▶ **EXERCISE DESCRIPTION**: State how many lines in the data below contain the string "pompom". Case counts. Give only the number.

# start of DATASET RECORDS

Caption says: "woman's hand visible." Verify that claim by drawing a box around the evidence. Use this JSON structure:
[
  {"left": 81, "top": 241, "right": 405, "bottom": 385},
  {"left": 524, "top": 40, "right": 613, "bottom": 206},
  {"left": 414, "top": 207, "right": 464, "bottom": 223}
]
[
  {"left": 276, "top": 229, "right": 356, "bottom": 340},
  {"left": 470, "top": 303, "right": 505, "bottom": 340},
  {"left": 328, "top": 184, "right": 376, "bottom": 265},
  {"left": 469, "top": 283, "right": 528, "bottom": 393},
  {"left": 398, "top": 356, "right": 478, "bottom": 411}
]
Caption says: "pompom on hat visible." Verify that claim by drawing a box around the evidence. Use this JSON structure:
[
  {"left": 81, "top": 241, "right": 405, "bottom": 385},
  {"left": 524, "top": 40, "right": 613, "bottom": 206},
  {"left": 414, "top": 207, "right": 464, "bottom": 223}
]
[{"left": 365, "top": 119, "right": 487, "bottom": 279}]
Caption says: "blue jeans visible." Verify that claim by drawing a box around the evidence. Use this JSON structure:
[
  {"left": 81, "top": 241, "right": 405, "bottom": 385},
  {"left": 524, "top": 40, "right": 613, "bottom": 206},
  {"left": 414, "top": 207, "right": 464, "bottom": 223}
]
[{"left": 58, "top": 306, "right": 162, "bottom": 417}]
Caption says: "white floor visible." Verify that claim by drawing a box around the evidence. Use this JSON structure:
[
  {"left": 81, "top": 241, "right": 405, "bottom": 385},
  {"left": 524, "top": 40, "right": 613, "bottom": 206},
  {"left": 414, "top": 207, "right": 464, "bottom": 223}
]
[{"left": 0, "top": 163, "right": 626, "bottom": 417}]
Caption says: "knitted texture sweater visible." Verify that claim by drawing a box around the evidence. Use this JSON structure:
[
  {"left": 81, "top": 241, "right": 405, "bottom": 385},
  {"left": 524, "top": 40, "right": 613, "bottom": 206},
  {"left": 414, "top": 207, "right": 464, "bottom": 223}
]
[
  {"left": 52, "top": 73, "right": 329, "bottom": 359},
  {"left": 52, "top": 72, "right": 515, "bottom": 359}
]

# end of DATASET RECORDS

▶ **EXERCISE OUTPUT**: 1